### PROMPT
The required output is the exact sequence of lines from the line holding "of the heather" to the end of the records, inclusive.

### ENTRIES SUPPLIED

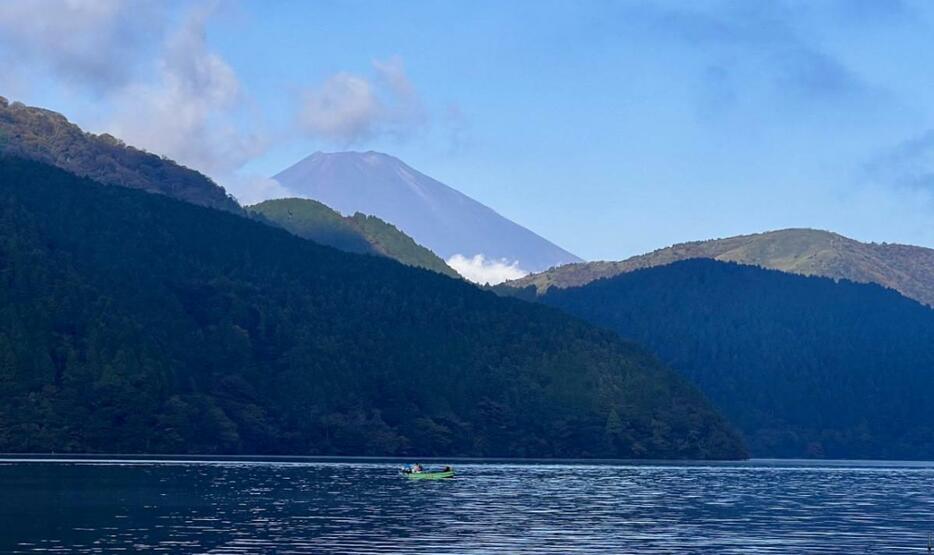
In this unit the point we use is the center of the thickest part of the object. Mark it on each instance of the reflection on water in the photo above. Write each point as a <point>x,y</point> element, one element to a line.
<point>368,508</point>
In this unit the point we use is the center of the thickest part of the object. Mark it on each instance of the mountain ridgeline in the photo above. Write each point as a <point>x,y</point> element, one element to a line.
<point>46,136</point>
<point>359,233</point>
<point>907,269</point>
<point>132,322</point>
<point>437,216</point>
<point>804,366</point>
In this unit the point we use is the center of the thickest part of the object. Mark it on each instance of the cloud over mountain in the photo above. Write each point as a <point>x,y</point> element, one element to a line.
<point>479,269</point>
<point>348,108</point>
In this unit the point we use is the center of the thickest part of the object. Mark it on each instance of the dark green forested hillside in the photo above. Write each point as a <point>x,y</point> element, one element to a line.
<point>133,322</point>
<point>811,252</point>
<point>47,136</point>
<point>804,366</point>
<point>358,233</point>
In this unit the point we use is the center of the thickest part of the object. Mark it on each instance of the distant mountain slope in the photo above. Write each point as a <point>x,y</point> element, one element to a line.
<point>46,136</point>
<point>907,269</point>
<point>132,322</point>
<point>804,366</point>
<point>358,233</point>
<point>437,216</point>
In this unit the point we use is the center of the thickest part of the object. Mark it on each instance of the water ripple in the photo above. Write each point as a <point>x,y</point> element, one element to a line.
<point>82,507</point>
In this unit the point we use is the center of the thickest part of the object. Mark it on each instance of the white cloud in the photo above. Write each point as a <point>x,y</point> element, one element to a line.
<point>349,108</point>
<point>189,112</point>
<point>480,270</point>
<point>251,189</point>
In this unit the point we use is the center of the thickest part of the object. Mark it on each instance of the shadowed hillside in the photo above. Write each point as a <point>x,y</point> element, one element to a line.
<point>804,366</point>
<point>132,322</point>
<point>907,269</point>
<point>46,136</point>
<point>359,233</point>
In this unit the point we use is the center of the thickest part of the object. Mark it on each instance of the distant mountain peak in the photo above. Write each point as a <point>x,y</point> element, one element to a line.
<point>457,227</point>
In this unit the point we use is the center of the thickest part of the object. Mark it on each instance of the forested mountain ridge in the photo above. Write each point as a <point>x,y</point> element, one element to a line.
<point>132,322</point>
<point>359,233</point>
<point>48,137</point>
<point>804,366</point>
<point>905,268</point>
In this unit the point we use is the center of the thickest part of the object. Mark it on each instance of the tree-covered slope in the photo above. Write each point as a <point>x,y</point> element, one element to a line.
<point>905,268</point>
<point>46,136</point>
<point>804,366</point>
<point>358,233</point>
<point>133,322</point>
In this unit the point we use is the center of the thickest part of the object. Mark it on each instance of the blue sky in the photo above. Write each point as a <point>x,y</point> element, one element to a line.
<point>611,128</point>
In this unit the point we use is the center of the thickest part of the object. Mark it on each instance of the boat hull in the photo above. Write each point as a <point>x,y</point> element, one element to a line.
<point>429,475</point>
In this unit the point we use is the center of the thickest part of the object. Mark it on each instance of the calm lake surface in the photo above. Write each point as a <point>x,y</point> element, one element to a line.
<point>315,507</point>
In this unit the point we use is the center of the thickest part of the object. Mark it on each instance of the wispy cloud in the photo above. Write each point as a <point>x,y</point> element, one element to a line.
<point>909,164</point>
<point>479,269</point>
<point>189,112</point>
<point>348,108</point>
<point>92,43</point>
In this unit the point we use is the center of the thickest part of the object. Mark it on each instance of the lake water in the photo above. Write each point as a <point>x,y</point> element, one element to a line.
<point>315,507</point>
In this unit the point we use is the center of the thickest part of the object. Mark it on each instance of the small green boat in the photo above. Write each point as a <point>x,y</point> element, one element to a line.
<point>428,475</point>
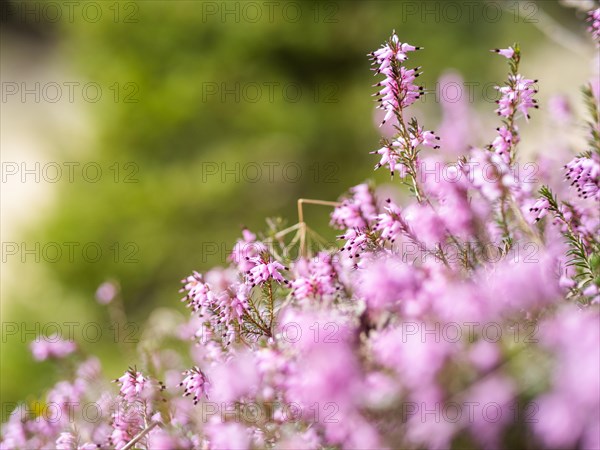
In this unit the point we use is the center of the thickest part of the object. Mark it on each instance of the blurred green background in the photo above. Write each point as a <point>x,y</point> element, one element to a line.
<point>168,56</point>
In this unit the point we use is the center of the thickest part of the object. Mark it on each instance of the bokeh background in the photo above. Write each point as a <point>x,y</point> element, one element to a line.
<point>275,93</point>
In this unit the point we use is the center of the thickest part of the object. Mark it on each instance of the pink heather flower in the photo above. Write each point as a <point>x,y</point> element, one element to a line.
<point>133,385</point>
<point>128,421</point>
<point>386,282</point>
<point>66,441</point>
<point>223,309</point>
<point>568,415</point>
<point>488,173</point>
<point>499,390</point>
<point>51,347</point>
<point>247,247</point>
<point>227,435</point>
<point>539,210</point>
<point>357,242</point>
<point>356,211</point>
<point>594,20</point>
<point>390,157</point>
<point>424,137</point>
<point>159,439</point>
<point>397,89</point>
<point>427,225</point>
<point>584,174</point>
<point>517,96</point>
<point>317,278</point>
<point>506,52</point>
<point>195,383</point>
<point>265,269</point>
<point>416,358</point>
<point>391,223</point>
<point>560,109</point>
<point>198,292</point>
<point>504,142</point>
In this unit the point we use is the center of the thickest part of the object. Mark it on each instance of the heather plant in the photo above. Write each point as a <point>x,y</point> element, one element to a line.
<point>465,317</point>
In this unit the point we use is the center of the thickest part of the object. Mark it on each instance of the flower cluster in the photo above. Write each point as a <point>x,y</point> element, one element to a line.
<point>467,315</point>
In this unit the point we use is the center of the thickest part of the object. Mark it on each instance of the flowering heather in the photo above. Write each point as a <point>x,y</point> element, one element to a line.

### RIGHT ANSWER
In this unit the point we use is the center of the thickest part of the object. Mark it on each instance of the heather plant in the photo above. Write each point as a <point>x,y</point> element, one element to a line.
<point>465,317</point>
In this unit the point we use is the center of the thickest part of the object. Mark it on each instance of the flower cluster in the photo above. Write each point as a <point>x,y</point> element, one element to a line.
<point>467,315</point>
In this unit the point we use is the center of the thickest part of the object. Mark it on each instance of the flowering heather in the photo above. Write each point as a <point>x,y</point> element, one element to a line.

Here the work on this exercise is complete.